■ **Fragment**:
━━━━━━━━
Wonen in het paleis

  • Datering van de gebeurtenis: 1860-1900

Huizen in het paleis

Op 15 september 1864 dragen ten overstaan van notaris Bervoets in Den Haag de erfgenamen van Koning Willem II zijn paleis over aan de gemeente Tilburg op voorwaarde dat de hierin te vestigen Rijks Hoogere Burgerschool de naam van Koning Willem II gaat dragen. Op 31 december van datzelfde jaar draagt de gemeente Tilburg het gebouw weer over "aan den staat der Nederlanden ten behoeve van eene rijkshoogere burgerschool van vijfjarigen cursus, die den naam zal dragen Rijksschool Willem II, af te staan het gebruik van het gewezen paleis van wijlen Zijne Majesteit Koning Willem II met omgelegen lusttuin en gronden te zamen groot zevenenvijftig roeden, staande en gelegen te Tilburg aan de Nieuwendijk in de zogenaamde lage Venweikens een gedeelte uitmakende van de perceelen aldaar kadastraal bekend onder sectie L no 1414.1634.1412"[1]... De waarde van het geheel wordt op 14 maart 1865 vastgesteld op f. 12.500,--. De school is hierin gehuisvest geweest van 1866 tot 1934 waarna ze het gebouw aan de Ringbaan Oost betrok. Koning Willem II heeft nooit in het paleis gewoond -het gebouw kwam pas gereed na zijn dood op 17 maart 1849- maar naast docenten en leerlingen wel de families Twiss, Fles en Brooymans.
━━━━━━━━
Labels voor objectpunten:
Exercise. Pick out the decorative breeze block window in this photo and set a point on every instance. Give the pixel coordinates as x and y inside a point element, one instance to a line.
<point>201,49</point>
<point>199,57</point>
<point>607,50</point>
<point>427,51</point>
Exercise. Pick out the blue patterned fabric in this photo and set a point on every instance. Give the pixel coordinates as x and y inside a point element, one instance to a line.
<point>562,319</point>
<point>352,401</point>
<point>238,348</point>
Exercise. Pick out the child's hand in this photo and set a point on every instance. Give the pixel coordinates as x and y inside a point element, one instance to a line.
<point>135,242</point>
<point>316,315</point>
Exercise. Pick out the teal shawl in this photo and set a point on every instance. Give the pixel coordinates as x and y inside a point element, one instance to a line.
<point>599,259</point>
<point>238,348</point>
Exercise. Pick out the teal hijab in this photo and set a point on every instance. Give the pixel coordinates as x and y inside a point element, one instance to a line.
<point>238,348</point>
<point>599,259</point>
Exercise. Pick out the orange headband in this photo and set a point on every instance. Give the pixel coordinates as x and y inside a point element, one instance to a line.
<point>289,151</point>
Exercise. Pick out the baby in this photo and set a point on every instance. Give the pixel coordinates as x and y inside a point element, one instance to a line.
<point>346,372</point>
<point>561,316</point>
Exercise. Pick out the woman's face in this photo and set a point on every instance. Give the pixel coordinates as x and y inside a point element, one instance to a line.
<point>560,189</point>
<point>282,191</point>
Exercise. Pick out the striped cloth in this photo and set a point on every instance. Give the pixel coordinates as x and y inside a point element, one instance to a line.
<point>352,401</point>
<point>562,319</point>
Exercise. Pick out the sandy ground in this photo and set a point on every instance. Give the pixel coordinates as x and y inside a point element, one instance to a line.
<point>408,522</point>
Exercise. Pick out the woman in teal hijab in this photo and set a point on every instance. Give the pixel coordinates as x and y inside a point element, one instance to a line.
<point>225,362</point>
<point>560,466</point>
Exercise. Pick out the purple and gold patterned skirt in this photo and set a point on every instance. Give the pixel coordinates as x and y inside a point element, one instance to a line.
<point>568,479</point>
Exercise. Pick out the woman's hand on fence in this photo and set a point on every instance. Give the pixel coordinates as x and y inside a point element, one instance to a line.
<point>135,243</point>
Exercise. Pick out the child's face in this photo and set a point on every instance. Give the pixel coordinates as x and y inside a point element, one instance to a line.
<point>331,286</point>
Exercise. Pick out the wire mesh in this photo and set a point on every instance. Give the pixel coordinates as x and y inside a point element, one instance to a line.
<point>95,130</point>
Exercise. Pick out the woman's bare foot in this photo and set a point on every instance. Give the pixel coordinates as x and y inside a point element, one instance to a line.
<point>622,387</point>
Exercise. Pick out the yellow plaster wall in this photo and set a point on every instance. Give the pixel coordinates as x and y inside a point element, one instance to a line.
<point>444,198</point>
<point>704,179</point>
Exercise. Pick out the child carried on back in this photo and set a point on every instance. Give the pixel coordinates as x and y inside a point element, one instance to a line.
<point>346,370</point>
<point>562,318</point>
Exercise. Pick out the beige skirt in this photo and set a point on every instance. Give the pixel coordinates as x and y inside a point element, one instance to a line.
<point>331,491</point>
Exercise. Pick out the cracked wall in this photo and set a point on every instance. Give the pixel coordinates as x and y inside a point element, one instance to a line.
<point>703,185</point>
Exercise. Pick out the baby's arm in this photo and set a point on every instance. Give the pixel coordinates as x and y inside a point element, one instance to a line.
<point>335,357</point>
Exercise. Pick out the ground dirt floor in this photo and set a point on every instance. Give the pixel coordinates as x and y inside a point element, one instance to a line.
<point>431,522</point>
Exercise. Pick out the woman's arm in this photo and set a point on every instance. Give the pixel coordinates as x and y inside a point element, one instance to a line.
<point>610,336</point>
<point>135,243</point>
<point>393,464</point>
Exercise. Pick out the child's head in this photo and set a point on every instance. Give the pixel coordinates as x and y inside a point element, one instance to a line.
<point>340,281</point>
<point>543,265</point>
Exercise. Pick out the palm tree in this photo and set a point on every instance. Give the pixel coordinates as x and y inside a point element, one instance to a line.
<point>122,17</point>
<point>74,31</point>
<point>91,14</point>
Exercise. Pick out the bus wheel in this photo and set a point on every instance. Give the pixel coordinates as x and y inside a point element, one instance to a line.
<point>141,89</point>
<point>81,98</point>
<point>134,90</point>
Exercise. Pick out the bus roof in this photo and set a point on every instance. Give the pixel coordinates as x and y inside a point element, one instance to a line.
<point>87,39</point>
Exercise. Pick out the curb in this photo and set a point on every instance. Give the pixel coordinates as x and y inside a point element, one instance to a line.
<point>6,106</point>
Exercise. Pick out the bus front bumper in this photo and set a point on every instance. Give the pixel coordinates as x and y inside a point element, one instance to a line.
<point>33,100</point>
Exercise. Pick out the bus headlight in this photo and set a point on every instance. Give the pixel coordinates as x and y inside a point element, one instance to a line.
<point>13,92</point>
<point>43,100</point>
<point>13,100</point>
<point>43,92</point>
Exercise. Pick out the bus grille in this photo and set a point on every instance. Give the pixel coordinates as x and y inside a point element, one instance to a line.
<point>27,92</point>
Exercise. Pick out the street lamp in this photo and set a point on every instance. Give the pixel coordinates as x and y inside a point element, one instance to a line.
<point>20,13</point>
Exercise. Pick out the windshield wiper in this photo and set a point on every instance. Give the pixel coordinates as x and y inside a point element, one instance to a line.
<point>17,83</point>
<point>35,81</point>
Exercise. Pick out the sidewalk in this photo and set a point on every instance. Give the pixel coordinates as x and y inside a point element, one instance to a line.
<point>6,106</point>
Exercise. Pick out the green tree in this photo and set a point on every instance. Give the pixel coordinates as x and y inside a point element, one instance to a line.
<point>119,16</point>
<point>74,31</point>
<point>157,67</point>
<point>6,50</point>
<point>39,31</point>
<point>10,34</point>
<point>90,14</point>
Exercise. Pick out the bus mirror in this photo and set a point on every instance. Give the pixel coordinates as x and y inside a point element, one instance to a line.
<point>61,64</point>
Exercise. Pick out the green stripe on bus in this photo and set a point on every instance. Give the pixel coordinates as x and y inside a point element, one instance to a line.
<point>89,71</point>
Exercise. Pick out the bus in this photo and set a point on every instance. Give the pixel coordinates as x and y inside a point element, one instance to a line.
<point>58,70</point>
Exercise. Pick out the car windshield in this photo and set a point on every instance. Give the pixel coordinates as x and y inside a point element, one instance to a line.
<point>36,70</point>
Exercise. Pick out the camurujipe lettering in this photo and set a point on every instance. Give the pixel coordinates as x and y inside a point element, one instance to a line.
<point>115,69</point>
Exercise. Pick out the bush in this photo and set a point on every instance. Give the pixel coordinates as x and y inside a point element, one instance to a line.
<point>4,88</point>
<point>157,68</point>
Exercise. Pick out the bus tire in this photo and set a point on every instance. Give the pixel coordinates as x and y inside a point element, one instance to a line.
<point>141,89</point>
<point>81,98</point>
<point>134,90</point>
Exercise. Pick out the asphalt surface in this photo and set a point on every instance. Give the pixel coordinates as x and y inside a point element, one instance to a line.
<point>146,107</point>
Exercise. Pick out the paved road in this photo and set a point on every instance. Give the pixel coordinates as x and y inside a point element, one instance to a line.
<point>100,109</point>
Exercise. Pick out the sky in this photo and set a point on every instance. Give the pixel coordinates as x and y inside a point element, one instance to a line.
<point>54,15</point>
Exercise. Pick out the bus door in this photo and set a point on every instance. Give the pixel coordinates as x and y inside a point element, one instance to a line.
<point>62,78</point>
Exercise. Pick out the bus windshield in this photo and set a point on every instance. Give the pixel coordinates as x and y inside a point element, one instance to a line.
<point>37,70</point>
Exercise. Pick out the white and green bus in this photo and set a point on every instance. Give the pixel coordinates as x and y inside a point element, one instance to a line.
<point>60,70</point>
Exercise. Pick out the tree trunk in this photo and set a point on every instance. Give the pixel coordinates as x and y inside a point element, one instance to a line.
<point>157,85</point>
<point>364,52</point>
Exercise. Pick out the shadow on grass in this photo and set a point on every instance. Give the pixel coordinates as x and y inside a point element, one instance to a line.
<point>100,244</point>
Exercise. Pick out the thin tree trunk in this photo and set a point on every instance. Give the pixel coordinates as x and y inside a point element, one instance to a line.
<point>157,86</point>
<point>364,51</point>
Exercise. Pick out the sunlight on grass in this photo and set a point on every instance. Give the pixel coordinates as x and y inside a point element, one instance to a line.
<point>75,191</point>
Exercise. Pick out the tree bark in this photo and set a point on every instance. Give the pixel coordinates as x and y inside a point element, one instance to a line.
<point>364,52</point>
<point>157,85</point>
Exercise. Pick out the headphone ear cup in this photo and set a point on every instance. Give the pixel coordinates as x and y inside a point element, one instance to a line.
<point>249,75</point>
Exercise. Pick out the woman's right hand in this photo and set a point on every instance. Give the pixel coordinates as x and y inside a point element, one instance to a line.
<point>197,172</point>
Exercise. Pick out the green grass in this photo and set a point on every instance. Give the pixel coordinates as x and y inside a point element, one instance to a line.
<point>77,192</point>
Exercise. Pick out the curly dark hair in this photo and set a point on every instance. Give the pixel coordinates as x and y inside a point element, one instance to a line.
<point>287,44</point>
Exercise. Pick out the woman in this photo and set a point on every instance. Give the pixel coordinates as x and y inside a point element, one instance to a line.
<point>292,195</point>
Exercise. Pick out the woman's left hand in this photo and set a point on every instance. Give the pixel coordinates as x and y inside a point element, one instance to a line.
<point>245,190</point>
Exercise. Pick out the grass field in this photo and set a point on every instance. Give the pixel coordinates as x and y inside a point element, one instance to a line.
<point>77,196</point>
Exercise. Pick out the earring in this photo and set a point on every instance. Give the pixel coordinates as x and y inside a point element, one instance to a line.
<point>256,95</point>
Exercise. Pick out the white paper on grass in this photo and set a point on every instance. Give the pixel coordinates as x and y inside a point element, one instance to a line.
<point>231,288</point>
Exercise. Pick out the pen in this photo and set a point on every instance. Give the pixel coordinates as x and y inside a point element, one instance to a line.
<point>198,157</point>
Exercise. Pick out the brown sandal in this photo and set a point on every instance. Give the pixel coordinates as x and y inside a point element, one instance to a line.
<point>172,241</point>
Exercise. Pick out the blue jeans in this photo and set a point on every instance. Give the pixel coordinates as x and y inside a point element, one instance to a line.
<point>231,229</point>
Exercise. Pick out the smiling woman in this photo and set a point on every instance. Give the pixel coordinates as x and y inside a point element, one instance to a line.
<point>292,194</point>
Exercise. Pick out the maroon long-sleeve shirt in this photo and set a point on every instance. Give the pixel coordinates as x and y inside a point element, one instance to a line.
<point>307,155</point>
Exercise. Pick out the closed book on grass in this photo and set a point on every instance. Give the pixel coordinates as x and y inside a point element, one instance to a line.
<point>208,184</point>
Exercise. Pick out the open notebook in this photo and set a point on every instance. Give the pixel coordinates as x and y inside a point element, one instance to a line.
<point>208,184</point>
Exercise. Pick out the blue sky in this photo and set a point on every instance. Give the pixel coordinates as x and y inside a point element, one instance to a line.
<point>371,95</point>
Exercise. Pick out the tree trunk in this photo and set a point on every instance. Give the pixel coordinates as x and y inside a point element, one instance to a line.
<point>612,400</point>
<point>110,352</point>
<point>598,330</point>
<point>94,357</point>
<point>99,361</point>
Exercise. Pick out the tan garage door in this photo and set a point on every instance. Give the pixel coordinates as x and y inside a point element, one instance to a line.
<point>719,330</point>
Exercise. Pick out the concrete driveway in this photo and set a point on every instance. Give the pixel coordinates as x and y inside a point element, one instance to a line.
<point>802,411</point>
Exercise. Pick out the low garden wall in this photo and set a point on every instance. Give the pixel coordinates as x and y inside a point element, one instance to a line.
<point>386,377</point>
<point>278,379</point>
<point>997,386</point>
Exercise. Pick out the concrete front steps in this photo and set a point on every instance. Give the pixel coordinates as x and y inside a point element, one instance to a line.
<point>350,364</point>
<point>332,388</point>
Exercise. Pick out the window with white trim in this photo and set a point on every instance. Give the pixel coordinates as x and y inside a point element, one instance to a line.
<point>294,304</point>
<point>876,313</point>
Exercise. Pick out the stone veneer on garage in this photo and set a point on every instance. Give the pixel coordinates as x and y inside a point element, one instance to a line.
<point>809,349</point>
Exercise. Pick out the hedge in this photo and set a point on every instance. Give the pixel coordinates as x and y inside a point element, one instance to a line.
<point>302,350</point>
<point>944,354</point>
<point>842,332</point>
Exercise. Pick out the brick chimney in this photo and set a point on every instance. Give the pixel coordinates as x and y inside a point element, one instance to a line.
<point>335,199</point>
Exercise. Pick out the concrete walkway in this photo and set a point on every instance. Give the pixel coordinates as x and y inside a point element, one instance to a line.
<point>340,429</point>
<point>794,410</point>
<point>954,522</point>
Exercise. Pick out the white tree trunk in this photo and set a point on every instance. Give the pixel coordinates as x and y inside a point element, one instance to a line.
━━━━━━━━
■ **Opdracht A**:
Geef alsjeblieft bij elke bewering aan of die klopt met het fragment, met ja of nee en de beslissende woorden uit het fragment letterlijk geciteerd. (i) Koning Willem II heeft in het paleis gewoond. (ii) De school was van 1866 tot 1934 in het gebouw gevestigd. (iii) De waarde van het geheel werd vastgesteld op f. 12.500,--.
■ **Opdracht B**:
Ten overstaan van welke notaris droegen de erfgenamen van Koning Willem II volgens het fragment het paleis over aan de gemeente Tilburg?

■ **Antwoord A**:
(i) Nee: "Koning Willem II heeft nooit in het paleis gewoond"
(ii) Ja: "De school is hierin gehuisvest geweest van 1866 tot 1934"
(iii) Ja: "De waarde van het geheel wordt op 14 maart 1865 vastgesteld op f. 12.500,--"

■ **Antwoord B**:
Ten overstaan van notaris Bervoets in Den Haag.